WORKING DATA:
* Start *

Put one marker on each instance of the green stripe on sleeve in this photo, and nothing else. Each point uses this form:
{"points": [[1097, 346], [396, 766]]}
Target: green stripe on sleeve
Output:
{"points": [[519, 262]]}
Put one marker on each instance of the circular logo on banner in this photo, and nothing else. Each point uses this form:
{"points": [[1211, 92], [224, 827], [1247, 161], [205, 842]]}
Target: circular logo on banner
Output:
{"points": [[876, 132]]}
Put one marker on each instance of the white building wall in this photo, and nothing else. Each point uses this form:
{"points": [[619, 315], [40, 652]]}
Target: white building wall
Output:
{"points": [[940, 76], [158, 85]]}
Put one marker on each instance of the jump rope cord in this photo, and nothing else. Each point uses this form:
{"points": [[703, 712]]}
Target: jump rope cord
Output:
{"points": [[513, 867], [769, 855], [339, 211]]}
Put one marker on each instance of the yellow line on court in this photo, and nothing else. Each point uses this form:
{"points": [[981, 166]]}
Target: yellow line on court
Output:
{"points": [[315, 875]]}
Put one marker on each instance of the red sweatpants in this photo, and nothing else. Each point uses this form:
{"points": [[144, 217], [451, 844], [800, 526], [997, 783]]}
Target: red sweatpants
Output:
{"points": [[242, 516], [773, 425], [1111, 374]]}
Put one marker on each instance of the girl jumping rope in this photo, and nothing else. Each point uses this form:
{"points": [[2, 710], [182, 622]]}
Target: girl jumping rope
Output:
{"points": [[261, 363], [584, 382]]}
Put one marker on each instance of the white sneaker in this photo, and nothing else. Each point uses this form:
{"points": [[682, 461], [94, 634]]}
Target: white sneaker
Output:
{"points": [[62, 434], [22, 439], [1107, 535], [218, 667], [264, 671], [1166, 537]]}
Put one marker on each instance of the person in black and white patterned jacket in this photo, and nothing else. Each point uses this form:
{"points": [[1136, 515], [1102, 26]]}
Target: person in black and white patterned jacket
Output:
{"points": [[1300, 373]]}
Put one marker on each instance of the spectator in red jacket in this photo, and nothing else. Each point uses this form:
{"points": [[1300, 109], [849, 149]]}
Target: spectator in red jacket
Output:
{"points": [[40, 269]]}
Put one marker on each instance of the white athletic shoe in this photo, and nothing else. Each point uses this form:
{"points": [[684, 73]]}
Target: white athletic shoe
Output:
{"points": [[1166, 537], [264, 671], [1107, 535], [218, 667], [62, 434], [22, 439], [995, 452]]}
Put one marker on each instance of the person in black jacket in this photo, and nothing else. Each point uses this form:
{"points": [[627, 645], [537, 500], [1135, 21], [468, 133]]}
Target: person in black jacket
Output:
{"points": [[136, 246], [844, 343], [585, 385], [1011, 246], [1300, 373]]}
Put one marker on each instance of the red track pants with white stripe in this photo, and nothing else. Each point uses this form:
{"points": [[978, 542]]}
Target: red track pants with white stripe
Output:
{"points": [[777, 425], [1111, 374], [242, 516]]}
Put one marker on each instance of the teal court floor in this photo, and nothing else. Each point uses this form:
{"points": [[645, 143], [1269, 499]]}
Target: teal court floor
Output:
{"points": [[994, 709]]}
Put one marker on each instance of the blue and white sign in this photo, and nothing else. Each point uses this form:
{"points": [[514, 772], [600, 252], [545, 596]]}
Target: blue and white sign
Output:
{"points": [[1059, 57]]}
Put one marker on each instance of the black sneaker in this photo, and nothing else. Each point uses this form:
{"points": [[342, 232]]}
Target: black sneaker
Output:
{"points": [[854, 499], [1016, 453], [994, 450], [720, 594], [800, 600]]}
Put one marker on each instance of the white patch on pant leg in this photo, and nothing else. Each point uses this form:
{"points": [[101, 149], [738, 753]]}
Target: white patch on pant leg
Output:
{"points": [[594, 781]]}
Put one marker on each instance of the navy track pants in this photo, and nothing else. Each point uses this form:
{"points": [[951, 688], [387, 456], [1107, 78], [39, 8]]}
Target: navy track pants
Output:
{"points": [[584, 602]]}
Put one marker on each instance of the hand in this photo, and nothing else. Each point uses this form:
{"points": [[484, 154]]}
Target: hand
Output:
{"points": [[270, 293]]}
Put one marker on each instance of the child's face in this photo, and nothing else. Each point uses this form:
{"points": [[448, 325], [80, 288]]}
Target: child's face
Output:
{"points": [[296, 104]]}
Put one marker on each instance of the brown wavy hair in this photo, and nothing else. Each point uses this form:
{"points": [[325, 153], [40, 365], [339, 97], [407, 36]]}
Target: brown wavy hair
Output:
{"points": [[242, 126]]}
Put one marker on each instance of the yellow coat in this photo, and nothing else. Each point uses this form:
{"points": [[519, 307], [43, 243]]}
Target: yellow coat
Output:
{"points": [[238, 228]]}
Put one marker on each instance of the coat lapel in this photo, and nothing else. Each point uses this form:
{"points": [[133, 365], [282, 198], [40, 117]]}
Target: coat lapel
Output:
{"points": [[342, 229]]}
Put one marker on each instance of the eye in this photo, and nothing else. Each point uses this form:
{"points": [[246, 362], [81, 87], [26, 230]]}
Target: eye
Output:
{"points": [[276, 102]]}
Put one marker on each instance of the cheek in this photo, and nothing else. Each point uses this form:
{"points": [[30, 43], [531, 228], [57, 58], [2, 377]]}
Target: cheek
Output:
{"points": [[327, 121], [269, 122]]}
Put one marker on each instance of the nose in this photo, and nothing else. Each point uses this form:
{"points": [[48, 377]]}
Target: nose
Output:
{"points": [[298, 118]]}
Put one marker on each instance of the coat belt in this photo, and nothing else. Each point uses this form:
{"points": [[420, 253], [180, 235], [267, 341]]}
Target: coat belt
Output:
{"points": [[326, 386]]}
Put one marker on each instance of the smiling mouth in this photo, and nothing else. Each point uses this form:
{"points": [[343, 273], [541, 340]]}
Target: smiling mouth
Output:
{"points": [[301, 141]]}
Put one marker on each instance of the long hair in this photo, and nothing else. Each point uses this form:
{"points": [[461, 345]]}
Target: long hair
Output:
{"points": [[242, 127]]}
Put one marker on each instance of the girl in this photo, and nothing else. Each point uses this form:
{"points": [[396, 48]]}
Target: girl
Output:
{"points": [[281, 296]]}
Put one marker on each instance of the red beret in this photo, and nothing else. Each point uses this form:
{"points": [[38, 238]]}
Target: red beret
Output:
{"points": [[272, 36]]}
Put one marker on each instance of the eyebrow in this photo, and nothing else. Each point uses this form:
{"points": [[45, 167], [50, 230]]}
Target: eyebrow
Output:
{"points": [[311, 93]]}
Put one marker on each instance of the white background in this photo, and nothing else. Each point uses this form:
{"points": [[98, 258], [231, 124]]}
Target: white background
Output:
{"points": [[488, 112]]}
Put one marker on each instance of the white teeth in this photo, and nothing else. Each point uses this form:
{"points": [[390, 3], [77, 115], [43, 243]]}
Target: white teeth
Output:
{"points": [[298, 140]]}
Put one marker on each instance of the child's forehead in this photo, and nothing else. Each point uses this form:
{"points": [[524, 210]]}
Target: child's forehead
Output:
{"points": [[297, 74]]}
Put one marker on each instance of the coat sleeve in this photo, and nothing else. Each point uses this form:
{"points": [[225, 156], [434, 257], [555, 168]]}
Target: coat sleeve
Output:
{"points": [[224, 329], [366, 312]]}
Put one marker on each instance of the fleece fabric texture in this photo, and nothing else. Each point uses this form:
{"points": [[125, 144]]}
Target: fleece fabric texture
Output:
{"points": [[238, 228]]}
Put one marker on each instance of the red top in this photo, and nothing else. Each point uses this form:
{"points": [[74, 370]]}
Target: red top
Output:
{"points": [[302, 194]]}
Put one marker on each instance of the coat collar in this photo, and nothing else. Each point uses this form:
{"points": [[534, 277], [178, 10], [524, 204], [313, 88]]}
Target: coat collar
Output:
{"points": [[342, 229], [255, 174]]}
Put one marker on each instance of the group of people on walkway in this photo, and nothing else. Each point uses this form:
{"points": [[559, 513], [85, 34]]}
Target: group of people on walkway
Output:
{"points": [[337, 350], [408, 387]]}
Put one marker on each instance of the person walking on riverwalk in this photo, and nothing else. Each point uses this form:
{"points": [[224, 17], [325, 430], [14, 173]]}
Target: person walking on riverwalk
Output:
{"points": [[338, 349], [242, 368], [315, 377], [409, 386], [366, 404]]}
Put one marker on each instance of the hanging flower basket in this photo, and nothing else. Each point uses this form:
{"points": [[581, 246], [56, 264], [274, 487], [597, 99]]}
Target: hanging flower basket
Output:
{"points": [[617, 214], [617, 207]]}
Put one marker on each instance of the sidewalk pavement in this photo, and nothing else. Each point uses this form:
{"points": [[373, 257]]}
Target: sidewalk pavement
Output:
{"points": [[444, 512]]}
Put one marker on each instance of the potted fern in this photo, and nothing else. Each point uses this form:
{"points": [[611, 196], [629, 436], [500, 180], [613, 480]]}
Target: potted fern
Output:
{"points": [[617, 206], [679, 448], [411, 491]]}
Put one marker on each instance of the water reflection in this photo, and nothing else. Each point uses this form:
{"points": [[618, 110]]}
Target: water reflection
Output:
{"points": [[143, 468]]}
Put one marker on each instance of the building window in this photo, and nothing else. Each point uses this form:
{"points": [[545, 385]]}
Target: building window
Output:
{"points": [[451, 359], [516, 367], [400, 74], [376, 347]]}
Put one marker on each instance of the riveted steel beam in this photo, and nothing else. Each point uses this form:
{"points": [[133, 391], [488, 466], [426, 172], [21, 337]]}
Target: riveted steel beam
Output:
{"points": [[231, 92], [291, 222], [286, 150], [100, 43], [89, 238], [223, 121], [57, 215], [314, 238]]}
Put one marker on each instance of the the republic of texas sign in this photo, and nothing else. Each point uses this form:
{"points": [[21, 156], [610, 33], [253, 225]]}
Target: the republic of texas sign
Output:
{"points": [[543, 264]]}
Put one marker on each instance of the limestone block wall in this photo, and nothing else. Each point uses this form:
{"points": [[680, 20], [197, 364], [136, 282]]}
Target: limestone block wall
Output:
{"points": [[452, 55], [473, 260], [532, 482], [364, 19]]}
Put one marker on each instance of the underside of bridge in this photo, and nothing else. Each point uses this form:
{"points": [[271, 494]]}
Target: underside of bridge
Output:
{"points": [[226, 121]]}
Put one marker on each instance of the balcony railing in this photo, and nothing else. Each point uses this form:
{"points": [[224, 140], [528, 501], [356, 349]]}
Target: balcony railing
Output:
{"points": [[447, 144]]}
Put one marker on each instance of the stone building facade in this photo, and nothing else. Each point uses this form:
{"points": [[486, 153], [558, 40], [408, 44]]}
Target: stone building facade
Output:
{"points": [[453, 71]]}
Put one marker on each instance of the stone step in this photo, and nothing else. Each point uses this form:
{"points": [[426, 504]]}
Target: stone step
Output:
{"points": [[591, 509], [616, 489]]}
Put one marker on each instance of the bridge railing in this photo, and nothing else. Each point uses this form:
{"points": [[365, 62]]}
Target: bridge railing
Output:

* End *

WHAT NEEDS TO BE DONE: Reproduce the stretch from the line containing "Put one marker on each instance of the balcony" through the end of the entries, both ends included, and give only those lines. Multiply every point coordinate in the answers by 1.95 and round it to a whole number, with halves rounded up, but leave the numbers in the requests and their format samples unchanged.

REPLY:
Put one marker on each instance of the balcony railing in this photo, and nothing else. Each point uses this form:
{"points": [[224, 140], [528, 501], [356, 349]]}
Target: balcony railing
Output:
{"points": [[872, 281]]}
Put one marker on each instance of the stone building facade in this photo, and nothing else. Each point uses this form:
{"points": [[486, 153], [558, 40], [408, 44]]}
Target: stone building facade
Output:
{"points": [[883, 138]]}
Put one marker on each instance of the stone step in this photo, and nothing else. Each point uses this form:
{"points": [[426, 504]]}
Target: stone step
Output:
{"points": [[1152, 993], [1201, 954]]}
Put one marker on each instance of the bridge railing in this photo, and nothing else. Each point uses this form:
{"points": [[365, 62]]}
Target: bridge railing
Output:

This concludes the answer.